GOAL -> Extract every line of the items below that contains the string "nymph", matching case exactly.

RECORDS FOR THIS EXERCISE ->
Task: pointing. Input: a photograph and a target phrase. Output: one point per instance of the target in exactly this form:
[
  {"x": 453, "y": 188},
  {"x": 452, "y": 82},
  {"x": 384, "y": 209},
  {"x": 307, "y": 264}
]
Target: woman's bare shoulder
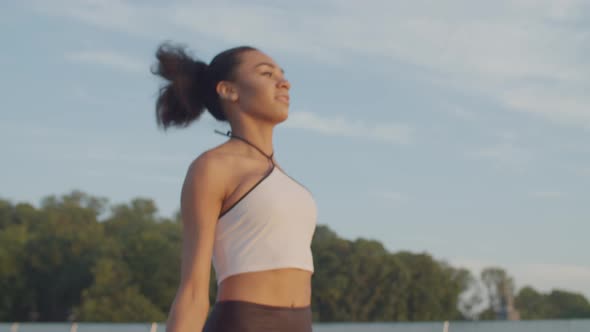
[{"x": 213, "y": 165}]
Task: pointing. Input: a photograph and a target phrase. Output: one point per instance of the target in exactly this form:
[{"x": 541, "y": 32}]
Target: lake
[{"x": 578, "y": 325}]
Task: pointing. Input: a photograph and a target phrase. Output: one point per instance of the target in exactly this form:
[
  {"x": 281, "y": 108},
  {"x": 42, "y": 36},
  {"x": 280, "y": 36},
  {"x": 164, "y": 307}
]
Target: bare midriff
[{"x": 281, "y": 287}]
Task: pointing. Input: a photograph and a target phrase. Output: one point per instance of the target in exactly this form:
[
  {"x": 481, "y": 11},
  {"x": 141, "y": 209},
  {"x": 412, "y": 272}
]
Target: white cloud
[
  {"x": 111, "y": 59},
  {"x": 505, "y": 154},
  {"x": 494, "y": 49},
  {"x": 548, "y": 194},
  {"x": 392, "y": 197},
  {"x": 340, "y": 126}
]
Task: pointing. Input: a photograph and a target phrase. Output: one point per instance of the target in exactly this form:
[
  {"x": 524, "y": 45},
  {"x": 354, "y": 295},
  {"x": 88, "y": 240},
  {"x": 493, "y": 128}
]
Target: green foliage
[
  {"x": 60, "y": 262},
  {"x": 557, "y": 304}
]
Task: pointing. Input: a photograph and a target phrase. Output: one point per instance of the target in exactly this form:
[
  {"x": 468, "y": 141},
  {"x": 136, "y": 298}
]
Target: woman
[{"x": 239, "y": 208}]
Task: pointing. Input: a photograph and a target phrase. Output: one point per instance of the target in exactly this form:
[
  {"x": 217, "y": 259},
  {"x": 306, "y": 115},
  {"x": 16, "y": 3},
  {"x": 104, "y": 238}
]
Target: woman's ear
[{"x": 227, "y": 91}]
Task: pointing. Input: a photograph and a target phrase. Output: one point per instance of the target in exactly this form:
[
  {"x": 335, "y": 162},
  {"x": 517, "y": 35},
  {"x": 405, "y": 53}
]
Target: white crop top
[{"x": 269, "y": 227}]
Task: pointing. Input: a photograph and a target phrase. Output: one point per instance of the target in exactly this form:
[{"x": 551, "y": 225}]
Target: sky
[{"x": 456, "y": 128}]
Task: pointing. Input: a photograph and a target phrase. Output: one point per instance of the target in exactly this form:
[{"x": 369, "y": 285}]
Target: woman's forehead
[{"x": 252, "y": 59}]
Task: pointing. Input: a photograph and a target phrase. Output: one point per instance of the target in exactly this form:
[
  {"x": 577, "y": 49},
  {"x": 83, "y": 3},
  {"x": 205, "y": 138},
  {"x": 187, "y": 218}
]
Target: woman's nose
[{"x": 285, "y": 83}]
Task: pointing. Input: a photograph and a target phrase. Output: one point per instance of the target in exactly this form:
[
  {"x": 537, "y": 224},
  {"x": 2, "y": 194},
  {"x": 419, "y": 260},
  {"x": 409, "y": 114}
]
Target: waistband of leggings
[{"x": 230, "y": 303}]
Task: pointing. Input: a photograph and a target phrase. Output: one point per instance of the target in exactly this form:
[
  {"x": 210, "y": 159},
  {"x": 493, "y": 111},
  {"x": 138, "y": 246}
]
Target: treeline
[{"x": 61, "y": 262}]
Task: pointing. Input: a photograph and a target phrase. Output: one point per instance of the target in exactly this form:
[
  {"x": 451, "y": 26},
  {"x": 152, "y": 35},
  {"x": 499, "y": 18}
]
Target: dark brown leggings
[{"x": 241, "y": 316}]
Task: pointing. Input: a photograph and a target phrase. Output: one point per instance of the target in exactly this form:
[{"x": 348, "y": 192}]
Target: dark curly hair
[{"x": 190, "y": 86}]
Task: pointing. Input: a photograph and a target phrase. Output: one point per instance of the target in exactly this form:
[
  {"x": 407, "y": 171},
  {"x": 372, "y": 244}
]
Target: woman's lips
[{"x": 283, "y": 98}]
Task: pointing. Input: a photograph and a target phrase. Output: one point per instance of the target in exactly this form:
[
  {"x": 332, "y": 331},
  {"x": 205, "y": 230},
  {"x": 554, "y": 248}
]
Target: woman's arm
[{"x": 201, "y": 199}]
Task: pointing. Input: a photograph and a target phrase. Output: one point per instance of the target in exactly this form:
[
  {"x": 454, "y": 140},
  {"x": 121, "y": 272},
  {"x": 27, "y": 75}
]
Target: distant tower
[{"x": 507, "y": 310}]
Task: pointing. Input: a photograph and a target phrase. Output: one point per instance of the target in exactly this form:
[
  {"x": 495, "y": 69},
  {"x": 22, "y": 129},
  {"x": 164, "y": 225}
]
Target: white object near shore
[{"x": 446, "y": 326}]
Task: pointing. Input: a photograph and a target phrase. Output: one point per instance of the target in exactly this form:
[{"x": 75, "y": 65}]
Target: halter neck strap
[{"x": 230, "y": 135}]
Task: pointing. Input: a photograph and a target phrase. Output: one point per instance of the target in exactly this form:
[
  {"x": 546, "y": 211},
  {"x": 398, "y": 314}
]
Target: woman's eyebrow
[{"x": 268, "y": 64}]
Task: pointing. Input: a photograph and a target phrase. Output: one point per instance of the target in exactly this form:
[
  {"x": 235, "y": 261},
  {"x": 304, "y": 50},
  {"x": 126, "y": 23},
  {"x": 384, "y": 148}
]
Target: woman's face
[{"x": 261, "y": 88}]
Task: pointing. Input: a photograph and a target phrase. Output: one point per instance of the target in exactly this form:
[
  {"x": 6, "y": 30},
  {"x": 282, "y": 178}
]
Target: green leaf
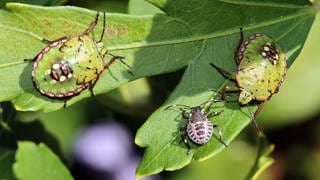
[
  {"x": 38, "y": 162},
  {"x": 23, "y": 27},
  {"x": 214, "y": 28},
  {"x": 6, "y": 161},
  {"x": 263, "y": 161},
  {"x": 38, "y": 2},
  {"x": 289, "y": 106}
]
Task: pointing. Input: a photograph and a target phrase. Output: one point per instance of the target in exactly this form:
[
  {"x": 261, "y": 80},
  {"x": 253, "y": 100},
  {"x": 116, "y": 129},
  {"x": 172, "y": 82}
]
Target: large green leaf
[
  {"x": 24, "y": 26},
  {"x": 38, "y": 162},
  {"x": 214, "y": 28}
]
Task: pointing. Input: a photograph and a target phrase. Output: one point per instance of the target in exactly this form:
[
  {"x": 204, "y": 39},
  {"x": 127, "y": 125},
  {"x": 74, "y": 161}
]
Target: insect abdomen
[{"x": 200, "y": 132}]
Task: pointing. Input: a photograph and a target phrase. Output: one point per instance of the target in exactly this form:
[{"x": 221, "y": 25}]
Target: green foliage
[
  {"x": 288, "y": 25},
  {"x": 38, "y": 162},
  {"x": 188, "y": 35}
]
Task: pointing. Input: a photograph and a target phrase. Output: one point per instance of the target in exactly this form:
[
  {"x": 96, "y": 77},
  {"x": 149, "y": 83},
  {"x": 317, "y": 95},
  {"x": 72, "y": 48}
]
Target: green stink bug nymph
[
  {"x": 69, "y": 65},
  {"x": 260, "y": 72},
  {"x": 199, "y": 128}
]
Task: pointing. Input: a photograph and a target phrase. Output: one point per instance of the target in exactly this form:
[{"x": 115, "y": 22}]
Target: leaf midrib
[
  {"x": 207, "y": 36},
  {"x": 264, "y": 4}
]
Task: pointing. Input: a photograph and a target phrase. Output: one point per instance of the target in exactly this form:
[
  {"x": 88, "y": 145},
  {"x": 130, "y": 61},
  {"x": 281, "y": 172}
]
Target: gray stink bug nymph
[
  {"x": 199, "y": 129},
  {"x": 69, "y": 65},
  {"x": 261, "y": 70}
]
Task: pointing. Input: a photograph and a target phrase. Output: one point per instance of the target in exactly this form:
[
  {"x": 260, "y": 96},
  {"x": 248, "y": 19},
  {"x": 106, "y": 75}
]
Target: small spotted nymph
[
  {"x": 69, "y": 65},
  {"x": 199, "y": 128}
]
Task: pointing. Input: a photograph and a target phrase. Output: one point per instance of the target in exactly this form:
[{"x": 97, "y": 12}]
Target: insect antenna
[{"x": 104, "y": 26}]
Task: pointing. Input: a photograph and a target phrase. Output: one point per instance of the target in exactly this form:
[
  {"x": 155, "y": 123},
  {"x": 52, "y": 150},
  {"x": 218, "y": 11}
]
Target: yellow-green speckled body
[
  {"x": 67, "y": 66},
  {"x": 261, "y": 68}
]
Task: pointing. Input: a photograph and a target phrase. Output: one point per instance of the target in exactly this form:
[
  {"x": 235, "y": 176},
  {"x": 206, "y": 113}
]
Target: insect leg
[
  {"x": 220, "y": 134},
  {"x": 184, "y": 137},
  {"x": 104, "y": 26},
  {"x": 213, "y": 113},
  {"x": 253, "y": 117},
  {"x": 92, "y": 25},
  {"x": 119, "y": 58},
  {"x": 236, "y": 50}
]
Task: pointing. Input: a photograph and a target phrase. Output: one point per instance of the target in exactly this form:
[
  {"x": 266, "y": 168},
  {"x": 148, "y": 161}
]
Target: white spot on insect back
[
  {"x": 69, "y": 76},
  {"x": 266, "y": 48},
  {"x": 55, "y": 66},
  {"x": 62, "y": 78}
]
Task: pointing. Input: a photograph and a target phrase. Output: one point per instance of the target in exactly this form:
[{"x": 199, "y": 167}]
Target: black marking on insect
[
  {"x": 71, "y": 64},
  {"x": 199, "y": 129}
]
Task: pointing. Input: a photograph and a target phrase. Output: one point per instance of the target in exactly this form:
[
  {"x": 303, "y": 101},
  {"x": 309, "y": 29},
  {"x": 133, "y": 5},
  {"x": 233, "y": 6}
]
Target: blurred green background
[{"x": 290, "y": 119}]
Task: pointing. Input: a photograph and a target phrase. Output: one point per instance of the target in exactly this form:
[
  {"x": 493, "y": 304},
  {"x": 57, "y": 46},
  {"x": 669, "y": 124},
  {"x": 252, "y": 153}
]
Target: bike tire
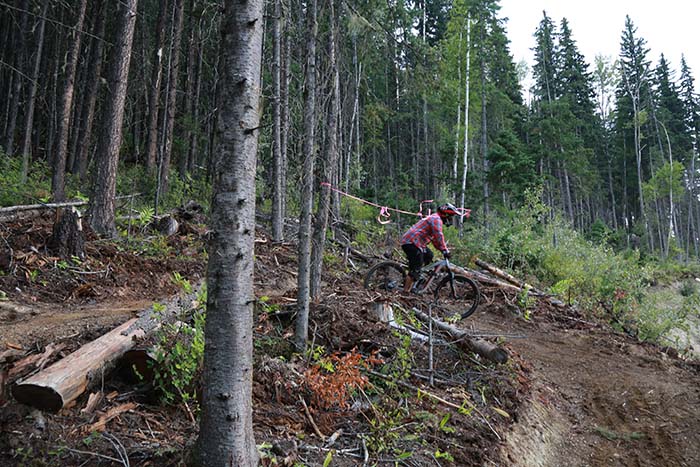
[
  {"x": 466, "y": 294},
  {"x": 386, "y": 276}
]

FULL SOLUTION ->
Target: green stink bug nymph
Target: gray stink bug nymph
Target: small spotted nymph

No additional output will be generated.